=== Rows ===
__________

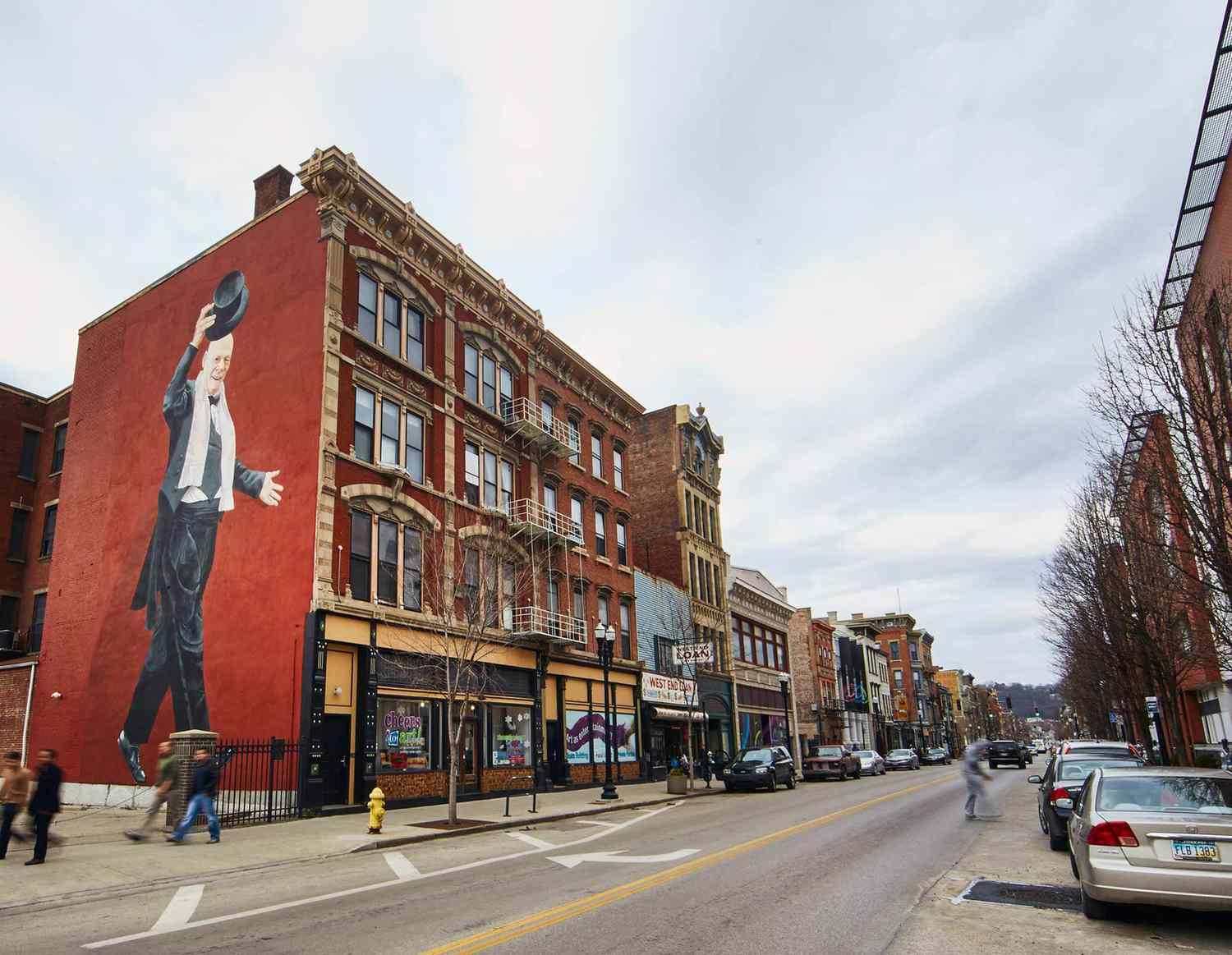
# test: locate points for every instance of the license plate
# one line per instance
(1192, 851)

__________

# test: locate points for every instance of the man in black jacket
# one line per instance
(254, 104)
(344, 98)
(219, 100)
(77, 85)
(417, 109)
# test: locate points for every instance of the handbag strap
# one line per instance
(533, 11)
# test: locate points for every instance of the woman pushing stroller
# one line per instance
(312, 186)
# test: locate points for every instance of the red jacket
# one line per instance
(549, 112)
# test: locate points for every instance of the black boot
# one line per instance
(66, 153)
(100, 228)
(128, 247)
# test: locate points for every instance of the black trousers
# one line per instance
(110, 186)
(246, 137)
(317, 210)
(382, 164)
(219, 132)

__________

=== Task statement ===
Scale the lines above that start with the one containing "# test: locate points for every instance of the license" and go on through the one containing "(1192, 851)", and write out only those lines again, requests included. Multiply every coordinate in the answers by 2.1 and round each result to a whole number, with halves rounding up.

=== Response for this exercise ===
# test: locate points for every instance of the license plate
# one line per instance
(2503, 1787)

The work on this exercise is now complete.